_PROBLEM DESCRIPTION_
Return verbatim the lines of the records below, beginning at the line that contains "of the cappuccino" and continuing through the final line of the records.

_DATA FOR THE TASK_
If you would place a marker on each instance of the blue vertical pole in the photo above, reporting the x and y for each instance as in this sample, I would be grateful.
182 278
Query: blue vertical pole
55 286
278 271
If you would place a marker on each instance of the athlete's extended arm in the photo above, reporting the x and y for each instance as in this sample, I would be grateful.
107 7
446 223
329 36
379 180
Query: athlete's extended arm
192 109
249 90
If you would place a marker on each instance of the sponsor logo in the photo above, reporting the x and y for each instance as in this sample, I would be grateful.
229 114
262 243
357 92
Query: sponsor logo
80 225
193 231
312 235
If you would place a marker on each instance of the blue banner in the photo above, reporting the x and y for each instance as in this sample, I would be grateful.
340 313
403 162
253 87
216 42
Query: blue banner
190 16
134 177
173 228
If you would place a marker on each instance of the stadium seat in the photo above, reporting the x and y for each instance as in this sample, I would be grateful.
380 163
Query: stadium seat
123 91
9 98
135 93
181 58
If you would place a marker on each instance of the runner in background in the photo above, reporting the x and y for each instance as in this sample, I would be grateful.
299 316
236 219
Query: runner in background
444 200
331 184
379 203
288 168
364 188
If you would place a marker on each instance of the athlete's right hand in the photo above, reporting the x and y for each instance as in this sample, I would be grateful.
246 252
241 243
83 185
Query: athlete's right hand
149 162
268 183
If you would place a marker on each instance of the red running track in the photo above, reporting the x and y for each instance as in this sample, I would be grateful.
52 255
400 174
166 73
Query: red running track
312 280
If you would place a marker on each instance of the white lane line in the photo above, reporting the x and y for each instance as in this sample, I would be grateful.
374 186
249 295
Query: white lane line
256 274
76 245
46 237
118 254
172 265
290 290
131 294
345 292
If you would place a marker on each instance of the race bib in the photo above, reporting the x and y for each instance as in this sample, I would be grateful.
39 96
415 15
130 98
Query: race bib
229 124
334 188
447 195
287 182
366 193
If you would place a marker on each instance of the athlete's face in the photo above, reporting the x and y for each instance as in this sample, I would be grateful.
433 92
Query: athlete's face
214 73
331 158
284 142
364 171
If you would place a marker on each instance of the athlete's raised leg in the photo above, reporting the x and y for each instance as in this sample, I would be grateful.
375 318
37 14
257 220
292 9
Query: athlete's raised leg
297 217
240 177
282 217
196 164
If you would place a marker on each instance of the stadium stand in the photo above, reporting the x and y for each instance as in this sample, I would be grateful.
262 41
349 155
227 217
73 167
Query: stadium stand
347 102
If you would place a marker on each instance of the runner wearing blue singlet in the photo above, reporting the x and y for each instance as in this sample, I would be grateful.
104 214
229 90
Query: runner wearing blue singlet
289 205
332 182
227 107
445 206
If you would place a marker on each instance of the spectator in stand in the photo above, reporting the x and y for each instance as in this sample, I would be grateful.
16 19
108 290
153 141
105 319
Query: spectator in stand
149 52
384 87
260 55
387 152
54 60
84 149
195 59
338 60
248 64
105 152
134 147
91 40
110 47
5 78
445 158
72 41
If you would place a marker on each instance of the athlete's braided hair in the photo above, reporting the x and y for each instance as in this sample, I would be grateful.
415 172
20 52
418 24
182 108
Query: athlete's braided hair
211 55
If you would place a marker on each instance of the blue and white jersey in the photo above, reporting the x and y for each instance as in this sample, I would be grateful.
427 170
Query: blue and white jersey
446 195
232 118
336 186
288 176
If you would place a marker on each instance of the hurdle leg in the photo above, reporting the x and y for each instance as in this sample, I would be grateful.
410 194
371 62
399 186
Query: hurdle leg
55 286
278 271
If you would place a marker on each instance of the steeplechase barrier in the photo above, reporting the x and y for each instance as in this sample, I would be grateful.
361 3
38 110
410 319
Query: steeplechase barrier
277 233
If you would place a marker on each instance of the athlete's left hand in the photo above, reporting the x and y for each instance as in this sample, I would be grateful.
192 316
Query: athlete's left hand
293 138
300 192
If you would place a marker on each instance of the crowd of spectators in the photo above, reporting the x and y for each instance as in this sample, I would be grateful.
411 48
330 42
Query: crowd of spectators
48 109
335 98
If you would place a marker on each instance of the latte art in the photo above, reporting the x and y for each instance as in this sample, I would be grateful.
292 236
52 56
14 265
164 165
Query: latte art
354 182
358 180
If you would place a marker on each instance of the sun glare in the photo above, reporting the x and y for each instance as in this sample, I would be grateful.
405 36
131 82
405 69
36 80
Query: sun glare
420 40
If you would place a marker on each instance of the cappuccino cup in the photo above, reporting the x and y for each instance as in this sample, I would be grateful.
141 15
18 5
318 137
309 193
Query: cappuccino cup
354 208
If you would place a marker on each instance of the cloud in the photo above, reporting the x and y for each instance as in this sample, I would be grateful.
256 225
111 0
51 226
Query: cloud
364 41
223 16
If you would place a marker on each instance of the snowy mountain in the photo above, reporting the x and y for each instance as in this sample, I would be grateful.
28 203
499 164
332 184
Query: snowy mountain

_CORRECT RESULT_
If you would place a marker on each instance of the cappuccino cup in the photo above, reporting the x and y for each instance as in this sample, I would be grateful.
141 15
18 5
318 137
309 193
Query: cappuccino cup
354 208
If you would place a marker on each instance of the cloud in the photo above, reporting the x and y for each instance as in this sample, I would be grateful.
256 225
111 0
51 226
Query: cloud
364 41
223 16
If you would place a marker on each instance of the snowy mountain in the photo above, reporting the x and y for each instance as in this sample, I would be grateful.
28 203
499 164
332 184
Query: snowy mountain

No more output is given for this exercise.